> Given text
——————
Let's verify these commands exist (and verify versions).

In [2]:
conda run --name jellyfish jellyfish --version
conda run --name bigsi bigsi bloom --help

jellyfish 2.2.8
usage: bigsi-v0.3.1 bloom [-h] [-c CONFIG] ctx outfile

Creates a bloom filter from a sequence file or cortex graph.
(fastq,fasta,bam,ctx) e.g. index insert ERR1010211.ctx

positional arguments:
  ctx
  outfile

optional arguments:
  -h, --help            show this help message and exit
  -c CONFIG, --config CONFIG


Once this step is complete, we need to figure out the maximum number of kmers for our 3 datasets (for passing to `mccortex` to set the hash size). Let's define a bash function for this.

## Find max data kmer cardinality

In [3]:
# Purpose: Gets max kmer cardinality estimates on sequence reads.
——————
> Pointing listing

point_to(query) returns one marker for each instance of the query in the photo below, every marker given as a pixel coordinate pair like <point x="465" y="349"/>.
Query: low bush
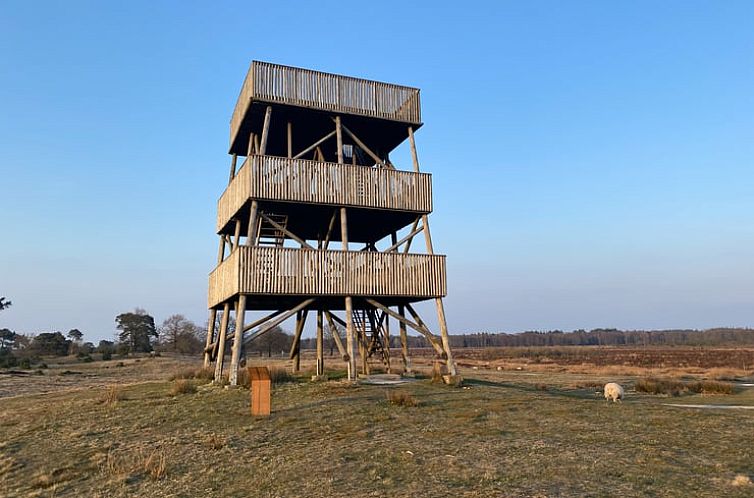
<point x="676" y="387"/>
<point x="183" y="386"/>
<point x="401" y="398"/>
<point x="112" y="395"/>
<point x="193" y="373"/>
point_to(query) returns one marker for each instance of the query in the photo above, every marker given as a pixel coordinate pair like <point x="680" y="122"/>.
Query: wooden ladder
<point x="269" y="235"/>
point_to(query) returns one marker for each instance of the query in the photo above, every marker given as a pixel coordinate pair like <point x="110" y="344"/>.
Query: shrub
<point x="280" y="376"/>
<point x="112" y="395"/>
<point x="677" y="387"/>
<point x="401" y="398"/>
<point x="193" y="373"/>
<point x="183" y="386"/>
<point x="652" y="385"/>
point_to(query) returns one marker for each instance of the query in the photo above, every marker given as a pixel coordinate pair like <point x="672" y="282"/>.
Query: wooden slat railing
<point x="299" y="180"/>
<point x="284" y="271"/>
<point x="274" y="83"/>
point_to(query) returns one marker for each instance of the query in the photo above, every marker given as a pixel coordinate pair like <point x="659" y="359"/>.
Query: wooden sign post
<point x="260" y="391"/>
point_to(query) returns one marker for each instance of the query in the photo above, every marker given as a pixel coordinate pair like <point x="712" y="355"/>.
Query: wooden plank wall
<point x="324" y="91"/>
<point x="298" y="180"/>
<point x="224" y="280"/>
<point x="284" y="271"/>
<point x="274" y="270"/>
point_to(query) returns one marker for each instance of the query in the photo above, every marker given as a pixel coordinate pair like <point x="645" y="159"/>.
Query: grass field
<point x="122" y="431"/>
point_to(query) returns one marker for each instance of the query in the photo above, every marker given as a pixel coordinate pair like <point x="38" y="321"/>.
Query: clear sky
<point x="593" y="161"/>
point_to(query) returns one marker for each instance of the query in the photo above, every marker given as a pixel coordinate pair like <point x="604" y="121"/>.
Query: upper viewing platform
<point x="374" y="109"/>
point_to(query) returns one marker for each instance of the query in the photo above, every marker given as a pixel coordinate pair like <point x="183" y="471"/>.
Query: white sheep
<point x="613" y="392"/>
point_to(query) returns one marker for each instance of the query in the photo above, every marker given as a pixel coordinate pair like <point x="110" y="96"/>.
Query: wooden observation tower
<point x="318" y="220"/>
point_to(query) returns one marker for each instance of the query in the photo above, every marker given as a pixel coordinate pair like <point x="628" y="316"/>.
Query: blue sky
<point x="593" y="162"/>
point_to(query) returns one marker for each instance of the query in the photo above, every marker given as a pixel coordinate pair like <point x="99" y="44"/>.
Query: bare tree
<point x="180" y="335"/>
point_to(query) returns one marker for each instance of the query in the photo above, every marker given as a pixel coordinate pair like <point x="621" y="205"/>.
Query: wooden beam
<point x="349" y="301"/>
<point x="314" y="145"/>
<point x="246" y="328"/>
<point x="265" y="130"/>
<point x="221" y="343"/>
<point x="210" y="336"/>
<point x="330" y="228"/>
<point x="252" y="144"/>
<point x="404" y="342"/>
<point x="235" y="355"/>
<point x="290" y="139"/>
<point x="412" y="142"/>
<point x="285" y="231"/>
<point x="407" y="238"/>
<point x="339" y="135"/>
<point x="251" y="229"/>
<point x="237" y="234"/>
<point x="233" y="161"/>
<point x="428" y="239"/>
<point x="277" y="321"/>
<point x="419" y="328"/>
<point x="320" y="346"/>
<point x="335" y="335"/>
<point x="413" y="227"/>
<point x="363" y="146"/>
<point x="295" y="354"/>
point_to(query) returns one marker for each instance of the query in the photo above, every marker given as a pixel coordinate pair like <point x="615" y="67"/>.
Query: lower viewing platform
<point x="273" y="275"/>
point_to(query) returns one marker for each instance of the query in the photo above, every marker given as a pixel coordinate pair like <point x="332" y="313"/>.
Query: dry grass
<point x="401" y="398"/>
<point x="129" y="466"/>
<point x="193" y="373"/>
<point x="182" y="386"/>
<point x="674" y="387"/>
<point x="113" y="394"/>
<point x="498" y="436"/>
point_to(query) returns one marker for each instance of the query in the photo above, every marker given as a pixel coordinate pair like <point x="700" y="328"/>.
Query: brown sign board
<point x="260" y="391"/>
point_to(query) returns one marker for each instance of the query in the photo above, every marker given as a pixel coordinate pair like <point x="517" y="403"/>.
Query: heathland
<point x="525" y="422"/>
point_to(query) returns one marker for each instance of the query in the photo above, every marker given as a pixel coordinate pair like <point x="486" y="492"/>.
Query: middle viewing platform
<point x="289" y="182"/>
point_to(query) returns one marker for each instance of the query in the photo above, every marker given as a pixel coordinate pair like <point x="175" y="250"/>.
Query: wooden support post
<point x="404" y="343"/>
<point x="386" y="341"/>
<point x="408" y="242"/>
<point x="336" y="337"/>
<point x="428" y="239"/>
<point x="235" y="356"/>
<point x="233" y="161"/>
<point x="265" y="131"/>
<point x="237" y="235"/>
<point x="330" y="227"/>
<point x="349" y="302"/>
<point x="210" y="336"/>
<point x="221" y="343"/>
<point x="320" y="346"/>
<point x="252" y="145"/>
<point x="251" y="234"/>
<point x="221" y="250"/>
<point x="407" y="238"/>
<point x="290" y="234"/>
<point x="421" y="328"/>
<point x="296" y="346"/>
<point x="314" y="145"/>
<point x="248" y="327"/>
<point x="277" y="321"/>
<point x="363" y="146"/>
<point x="290" y="139"/>
<point x="339" y="135"/>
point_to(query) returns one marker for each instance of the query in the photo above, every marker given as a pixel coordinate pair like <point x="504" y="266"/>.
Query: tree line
<point x="609" y="337"/>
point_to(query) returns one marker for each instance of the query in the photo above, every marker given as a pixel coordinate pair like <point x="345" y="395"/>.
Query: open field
<point x="120" y="431"/>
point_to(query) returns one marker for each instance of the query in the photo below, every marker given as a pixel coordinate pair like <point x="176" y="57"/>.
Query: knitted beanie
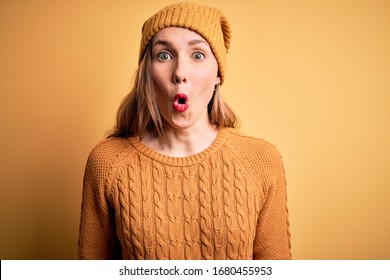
<point x="209" y="22"/>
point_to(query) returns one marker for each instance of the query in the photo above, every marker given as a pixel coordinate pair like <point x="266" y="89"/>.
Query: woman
<point x="174" y="180"/>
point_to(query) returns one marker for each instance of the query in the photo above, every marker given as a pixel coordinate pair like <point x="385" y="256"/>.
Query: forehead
<point x="177" y="34"/>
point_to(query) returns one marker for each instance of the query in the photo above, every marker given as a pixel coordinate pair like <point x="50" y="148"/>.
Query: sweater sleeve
<point x="272" y="240"/>
<point x="97" y="235"/>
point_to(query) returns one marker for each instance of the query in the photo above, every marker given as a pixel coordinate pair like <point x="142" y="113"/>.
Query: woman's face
<point x="185" y="73"/>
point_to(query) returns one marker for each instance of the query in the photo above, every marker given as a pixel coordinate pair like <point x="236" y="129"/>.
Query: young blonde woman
<point x="175" y="180"/>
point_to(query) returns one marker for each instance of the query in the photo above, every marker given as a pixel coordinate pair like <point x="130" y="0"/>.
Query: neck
<point x="182" y="142"/>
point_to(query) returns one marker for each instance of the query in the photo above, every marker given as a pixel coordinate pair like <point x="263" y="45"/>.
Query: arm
<point x="97" y="236"/>
<point x="273" y="240"/>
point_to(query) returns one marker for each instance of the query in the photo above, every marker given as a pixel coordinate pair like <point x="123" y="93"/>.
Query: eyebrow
<point x="169" y="44"/>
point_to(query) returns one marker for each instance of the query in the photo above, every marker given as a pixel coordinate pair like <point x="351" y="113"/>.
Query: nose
<point x="179" y="72"/>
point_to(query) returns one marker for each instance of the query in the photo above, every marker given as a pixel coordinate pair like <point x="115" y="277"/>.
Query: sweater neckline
<point x="181" y="161"/>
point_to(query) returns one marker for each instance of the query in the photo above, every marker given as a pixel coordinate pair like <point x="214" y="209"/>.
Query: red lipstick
<point x="180" y="103"/>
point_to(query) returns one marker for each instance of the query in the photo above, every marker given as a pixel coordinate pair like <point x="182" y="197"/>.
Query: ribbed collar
<point x="182" y="161"/>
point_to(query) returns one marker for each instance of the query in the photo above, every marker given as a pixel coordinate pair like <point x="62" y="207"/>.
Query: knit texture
<point x="227" y="202"/>
<point x="209" y="22"/>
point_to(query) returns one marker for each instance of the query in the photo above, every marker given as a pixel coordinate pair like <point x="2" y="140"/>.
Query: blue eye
<point x="164" y="56"/>
<point x="198" y="56"/>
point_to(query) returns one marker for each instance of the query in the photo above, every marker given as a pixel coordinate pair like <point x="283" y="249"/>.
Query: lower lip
<point x="180" y="102"/>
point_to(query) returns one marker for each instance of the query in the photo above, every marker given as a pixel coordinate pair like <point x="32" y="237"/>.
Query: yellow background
<point x="310" y="76"/>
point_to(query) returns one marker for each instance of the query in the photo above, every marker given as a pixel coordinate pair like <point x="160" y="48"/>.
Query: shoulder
<point x="253" y="148"/>
<point x="260" y="156"/>
<point x="105" y="156"/>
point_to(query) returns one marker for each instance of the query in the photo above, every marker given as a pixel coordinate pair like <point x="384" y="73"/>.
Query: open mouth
<point x="180" y="102"/>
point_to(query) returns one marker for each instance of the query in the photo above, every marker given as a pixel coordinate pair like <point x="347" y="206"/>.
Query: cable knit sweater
<point x="227" y="202"/>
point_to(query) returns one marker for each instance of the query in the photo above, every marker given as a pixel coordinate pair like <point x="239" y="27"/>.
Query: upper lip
<point x="181" y="96"/>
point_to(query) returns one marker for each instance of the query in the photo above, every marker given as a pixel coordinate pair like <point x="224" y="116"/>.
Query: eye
<point x="198" y="56"/>
<point x="164" y="56"/>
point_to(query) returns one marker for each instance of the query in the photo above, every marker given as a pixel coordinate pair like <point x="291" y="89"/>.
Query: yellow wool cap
<point x="209" y="22"/>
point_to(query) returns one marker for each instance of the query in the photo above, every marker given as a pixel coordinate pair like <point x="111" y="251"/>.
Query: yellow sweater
<point x="227" y="202"/>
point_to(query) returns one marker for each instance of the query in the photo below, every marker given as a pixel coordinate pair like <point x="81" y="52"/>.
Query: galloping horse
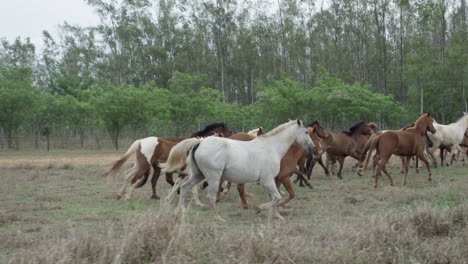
<point x="405" y="143"/>
<point x="257" y="160"/>
<point x="346" y="143"/>
<point x="149" y="152"/>
<point x="447" y="137"/>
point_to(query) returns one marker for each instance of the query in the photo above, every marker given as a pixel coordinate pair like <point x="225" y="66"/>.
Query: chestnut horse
<point x="343" y="144"/>
<point x="372" y="140"/>
<point x="295" y="156"/>
<point x="362" y="140"/>
<point x="447" y="137"/>
<point x="405" y="143"/>
<point x="151" y="151"/>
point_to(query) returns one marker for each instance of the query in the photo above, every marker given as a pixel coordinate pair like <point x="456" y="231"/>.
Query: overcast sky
<point x="28" y="18"/>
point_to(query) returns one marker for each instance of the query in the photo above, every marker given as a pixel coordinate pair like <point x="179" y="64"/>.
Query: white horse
<point x="257" y="160"/>
<point x="447" y="136"/>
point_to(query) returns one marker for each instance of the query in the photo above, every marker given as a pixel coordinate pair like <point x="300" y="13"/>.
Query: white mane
<point x="279" y="129"/>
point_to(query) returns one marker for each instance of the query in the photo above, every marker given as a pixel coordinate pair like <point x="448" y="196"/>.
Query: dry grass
<point x="62" y="213"/>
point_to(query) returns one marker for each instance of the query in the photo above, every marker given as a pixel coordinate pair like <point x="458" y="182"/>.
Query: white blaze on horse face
<point x="303" y="139"/>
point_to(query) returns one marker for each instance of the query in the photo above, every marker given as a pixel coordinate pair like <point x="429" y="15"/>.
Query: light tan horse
<point x="405" y="143"/>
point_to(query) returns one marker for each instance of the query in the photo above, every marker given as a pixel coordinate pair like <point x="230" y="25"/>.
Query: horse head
<point x="319" y="129"/>
<point x="303" y="139"/>
<point x="316" y="140"/>
<point x="374" y="127"/>
<point x="428" y="121"/>
<point x="260" y="131"/>
<point x="360" y="128"/>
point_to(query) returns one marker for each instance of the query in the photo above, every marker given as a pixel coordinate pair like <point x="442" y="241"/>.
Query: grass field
<point x="57" y="207"/>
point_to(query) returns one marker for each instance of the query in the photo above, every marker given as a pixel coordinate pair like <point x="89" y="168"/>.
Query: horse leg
<point x="241" y="190"/>
<point x="136" y="180"/>
<point x="286" y="180"/>
<point x="213" y="189"/>
<point x="408" y="159"/>
<point x="154" y="181"/>
<point x="403" y="164"/>
<point x="174" y="189"/>
<point x="196" y="198"/>
<point x="128" y="174"/>
<point x="430" y="151"/>
<point x="270" y="186"/>
<point x="341" y="162"/>
<point x="388" y="175"/>
<point x="320" y="162"/>
<point x="417" y="165"/>
<point x="194" y="179"/>
<point x="420" y="155"/>
<point x="382" y="161"/>
<point x="442" y="154"/>
<point x="170" y="179"/>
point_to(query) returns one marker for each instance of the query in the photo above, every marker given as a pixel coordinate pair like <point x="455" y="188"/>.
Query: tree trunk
<point x="47" y="140"/>
<point x="9" y="139"/>
<point x="81" y="137"/>
<point x="421" y="97"/>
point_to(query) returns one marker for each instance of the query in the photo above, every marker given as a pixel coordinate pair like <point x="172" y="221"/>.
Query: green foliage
<point x="17" y="99"/>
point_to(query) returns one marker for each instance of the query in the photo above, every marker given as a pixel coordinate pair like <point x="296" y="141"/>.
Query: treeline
<point x="169" y="67"/>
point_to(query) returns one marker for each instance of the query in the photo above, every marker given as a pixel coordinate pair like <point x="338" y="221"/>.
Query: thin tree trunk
<point x="47" y="140"/>
<point x="421" y="97"/>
——————
> What you will do
1) In the notebook text on jellyfish and bigsi, which version of jellyfish is reported?
2) Extend the notebook text on jellyfish and bigsi, starting right after its final line.

> Written responses
1) Version 2.2.8.

2)
# Args:
#      input_dir: The input directory containing all the kmer counts.
#      kmer_size: The kmer_size to find the max.
# Output: Prints the the maximum kmer count for the kmer size
#         in this directory (files named like `kmer-9.tsv`).
get_max_kmer_cardinality() {
    input_dir=$1
    kmer_size=$2
    
    cut -f 2 "${input_dir}/kmer-${kmer_size}.tsv" | sort -n | tail -n 1 | awk '{print int($1+0.5)}'
}

Let's test this code out.

In [4]:
get_max_kmer_cardinality "microbial/${kmer_dir}" "31"
get_max_kmer_cardinality "human/${kmer_dir}" "31"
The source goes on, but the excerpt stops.